### Page text
Auger emitters are considered as new tools in nuclear medicine, especially in internal vectorised radiotherapy. Their short penetration in matter gives them the advantage of inducing minimal toxicity to healthy cells close to the targeted cancer cells, even at high injected activity. 103Rh is one of the promising radionuclides for this application. It can be produced from 103Ru or 103Pd in a radionuclide generator. The main challenge in the design of a generator is to achieve effective separation between the radionuclides concerned. This is usually performed by using a chromatographic column containing an ion exchange resin. The 103Ru/103mRh generator is the most promising generator for nuclear medicine services because of the radioactive half-life of 103Ru (T1/2 = 39.4 days) compared to 103Pd (T1/2 = 17 days).
However, the chemistry of Ruthenium is relatively complex and diverse because this element exists in different oxidation states in aqueous solution, and can also lead to the formation of polymeric species. As a first step, it is important to understand and control the fundamental chemistry of Ruthenium in order to optimize its separation from Rhodium.

### Source data
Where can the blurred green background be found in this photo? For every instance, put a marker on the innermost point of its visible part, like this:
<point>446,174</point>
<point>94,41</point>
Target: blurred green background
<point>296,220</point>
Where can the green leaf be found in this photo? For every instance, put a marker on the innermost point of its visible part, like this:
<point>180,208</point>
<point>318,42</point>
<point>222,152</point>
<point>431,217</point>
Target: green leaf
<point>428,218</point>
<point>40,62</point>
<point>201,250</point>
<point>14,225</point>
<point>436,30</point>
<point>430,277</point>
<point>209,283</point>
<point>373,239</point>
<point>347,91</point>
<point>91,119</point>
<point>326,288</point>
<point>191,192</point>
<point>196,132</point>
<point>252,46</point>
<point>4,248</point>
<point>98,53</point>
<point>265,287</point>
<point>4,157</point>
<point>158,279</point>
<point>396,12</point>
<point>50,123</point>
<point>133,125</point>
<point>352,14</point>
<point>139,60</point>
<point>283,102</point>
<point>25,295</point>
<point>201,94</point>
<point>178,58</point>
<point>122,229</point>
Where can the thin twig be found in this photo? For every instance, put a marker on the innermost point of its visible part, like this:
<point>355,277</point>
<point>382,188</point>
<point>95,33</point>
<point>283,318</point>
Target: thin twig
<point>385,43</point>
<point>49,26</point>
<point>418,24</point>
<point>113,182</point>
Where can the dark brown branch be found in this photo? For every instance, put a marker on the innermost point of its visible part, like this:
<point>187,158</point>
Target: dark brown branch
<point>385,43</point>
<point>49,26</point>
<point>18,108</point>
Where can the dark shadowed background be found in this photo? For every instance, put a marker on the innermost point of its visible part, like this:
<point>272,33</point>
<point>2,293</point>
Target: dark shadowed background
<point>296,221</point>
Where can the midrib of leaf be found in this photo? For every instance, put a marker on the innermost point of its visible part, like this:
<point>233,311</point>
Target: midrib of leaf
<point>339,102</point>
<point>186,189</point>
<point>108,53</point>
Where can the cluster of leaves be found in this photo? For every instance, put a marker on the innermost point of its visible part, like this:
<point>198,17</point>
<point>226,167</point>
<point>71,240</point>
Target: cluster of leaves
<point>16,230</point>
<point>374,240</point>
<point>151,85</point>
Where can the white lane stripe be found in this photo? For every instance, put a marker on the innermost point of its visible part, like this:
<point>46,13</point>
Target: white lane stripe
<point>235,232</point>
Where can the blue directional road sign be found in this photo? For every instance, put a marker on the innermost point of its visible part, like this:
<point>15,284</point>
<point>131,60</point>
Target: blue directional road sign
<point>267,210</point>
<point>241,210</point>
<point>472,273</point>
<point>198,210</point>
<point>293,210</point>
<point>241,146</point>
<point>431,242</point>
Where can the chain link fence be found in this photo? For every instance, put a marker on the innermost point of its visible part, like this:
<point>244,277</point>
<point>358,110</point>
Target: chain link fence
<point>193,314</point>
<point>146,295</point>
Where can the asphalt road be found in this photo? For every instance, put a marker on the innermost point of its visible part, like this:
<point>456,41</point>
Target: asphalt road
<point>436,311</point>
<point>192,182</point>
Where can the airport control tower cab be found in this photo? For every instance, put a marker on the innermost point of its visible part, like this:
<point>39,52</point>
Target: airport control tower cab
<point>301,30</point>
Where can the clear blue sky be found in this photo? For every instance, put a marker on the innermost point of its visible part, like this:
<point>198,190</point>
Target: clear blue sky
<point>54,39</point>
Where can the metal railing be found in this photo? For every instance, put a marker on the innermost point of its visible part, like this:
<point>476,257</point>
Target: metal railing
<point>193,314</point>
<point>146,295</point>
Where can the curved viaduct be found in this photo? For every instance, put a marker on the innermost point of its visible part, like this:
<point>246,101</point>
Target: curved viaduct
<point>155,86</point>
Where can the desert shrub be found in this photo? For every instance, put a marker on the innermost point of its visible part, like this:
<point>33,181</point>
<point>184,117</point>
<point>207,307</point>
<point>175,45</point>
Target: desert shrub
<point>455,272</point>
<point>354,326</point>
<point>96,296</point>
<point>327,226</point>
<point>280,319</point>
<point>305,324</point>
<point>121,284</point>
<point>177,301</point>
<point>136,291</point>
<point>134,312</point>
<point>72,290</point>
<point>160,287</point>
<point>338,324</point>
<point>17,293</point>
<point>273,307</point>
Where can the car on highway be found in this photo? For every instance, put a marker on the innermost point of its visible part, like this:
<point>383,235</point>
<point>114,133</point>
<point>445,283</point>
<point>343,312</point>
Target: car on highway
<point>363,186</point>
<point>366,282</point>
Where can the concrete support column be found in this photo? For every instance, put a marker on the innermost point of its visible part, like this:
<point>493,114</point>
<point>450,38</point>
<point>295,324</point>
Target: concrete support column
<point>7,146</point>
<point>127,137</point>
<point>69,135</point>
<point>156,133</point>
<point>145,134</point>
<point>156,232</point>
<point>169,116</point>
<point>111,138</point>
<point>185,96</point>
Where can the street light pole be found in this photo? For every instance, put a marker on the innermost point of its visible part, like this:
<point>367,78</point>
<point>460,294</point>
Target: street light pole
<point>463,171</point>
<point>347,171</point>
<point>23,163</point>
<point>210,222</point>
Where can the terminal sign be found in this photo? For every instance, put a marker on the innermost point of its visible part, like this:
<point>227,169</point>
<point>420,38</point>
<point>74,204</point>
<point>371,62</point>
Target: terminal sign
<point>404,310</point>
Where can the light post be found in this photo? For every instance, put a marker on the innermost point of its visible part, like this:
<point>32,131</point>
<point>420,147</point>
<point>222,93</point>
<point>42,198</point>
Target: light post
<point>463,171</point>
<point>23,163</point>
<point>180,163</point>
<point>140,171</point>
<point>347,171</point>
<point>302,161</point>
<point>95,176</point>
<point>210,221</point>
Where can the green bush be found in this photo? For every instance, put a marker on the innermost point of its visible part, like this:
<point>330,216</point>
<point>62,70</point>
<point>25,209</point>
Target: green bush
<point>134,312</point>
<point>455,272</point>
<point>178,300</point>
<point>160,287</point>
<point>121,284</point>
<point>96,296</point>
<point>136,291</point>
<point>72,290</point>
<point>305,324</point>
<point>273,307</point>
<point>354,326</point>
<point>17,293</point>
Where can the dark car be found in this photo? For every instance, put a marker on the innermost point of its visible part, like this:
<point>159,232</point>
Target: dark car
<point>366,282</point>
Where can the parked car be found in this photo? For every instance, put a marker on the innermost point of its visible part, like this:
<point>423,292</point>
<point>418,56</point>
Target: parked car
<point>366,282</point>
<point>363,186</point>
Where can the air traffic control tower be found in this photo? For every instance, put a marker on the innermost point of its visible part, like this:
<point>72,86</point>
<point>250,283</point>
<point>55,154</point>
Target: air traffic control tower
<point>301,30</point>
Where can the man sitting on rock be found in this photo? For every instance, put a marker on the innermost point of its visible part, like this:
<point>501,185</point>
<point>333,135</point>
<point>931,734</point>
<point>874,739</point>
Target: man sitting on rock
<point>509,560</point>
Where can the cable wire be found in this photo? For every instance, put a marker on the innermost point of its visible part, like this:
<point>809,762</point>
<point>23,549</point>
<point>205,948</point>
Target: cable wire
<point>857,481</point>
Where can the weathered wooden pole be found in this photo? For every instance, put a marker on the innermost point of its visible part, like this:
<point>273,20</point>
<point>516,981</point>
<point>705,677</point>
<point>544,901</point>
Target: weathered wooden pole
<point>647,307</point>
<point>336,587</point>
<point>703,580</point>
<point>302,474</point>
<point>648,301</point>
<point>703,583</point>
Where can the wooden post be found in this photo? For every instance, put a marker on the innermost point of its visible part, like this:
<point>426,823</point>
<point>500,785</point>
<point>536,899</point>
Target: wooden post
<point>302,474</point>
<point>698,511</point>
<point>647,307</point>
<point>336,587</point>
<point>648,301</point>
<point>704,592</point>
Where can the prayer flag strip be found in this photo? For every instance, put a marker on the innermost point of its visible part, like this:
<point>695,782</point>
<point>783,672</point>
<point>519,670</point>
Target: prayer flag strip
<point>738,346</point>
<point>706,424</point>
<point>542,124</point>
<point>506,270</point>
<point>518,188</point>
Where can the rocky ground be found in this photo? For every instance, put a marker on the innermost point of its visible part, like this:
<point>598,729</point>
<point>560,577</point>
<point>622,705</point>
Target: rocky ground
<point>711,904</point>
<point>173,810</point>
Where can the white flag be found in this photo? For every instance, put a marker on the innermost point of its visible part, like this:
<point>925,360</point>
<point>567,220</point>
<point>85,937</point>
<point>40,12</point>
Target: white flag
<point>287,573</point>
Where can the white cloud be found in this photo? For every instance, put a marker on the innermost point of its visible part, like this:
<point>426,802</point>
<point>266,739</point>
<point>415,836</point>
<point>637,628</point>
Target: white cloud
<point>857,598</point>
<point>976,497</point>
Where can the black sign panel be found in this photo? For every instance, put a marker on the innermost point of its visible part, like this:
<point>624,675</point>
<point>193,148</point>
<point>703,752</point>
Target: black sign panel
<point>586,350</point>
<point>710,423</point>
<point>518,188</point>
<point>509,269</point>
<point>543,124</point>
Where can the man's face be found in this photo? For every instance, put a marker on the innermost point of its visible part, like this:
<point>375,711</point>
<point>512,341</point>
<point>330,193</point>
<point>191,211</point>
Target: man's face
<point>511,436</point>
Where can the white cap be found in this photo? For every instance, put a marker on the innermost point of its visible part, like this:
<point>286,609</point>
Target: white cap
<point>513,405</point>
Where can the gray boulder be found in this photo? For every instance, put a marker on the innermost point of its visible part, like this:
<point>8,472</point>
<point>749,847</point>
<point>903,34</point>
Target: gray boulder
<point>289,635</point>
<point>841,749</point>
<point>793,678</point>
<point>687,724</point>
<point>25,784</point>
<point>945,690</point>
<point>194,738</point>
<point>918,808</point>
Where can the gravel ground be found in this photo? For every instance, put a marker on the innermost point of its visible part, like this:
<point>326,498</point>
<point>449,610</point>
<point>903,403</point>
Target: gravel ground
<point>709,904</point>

### Work task 1
Answer these questions using the text on Auger emitters and the 103Ru/103mRh generator, one line each:
(a) What advantage does the short penetration of Auger emitters in matter give them?
(b) What half-life does the text give for 103Ru?
(c) Why is the chemistry of Ruthenium described as relatively complex and diverse?
### Work task 2
Please summarize the text on Auger emitters and the 103Ru/103mRh generator in two sentences.
### Work task 3
Write the next part of the text on Auger emitters and the 103Ru/103mRh generator, picking up after its final sentence.

### Final answer 1
(a) It lets them induce minimal toxicity to healthy cells close to the targeted cancer cells, even at high injected activity.
(b) 39.4 days.
(c) Ruthenium exists in different oxidation states in aqueous solution and can also lead to the formation of polymeric species.

### Final answer 2
Auger emitters such as 103Rh are promising for internal vectorised radiotherapy because their short penetration in matter spares nearby healthy cells, and 103Rh can be obtained from 103Ru or 103Pd in a generator, with the 103Ru/103mRh generator favored because of the longer half-life of 103Ru. Since Ruthenium has complex chemistry, with several oxidation states in aqueous solution and possible polymeric species, its fundamental chemistry must first be understood and controlled to optimize its separation from Rhodium.

### Final answer 3
For this purpose, the speciation of Ru with hydroxo- and chlorinated ligands was evaluated by Capillary Electrophoresis coupled to ICP-MS and by UV-Visible spectrophotometry. Ru exists in the +III and +IV forms but stabilises quickly in the +IV form in room conditions. However, depending on Ru concentrations and ligands used, Ru can form polymeric and polycharged species. AF4-MALS studies have evidenced the formation of polymodal and polydisperse colloids with sizes ranging from 20 to 730 nm. The charge of these polymeric species was studied by LDI-TOF, thus confirming the presence of polycharged species.
Based on the speciation of Ruthenium and Rhodium, the first Ru/Rh separation tests on ionic exchange resins have been conducted. The first results will be presented and discussed.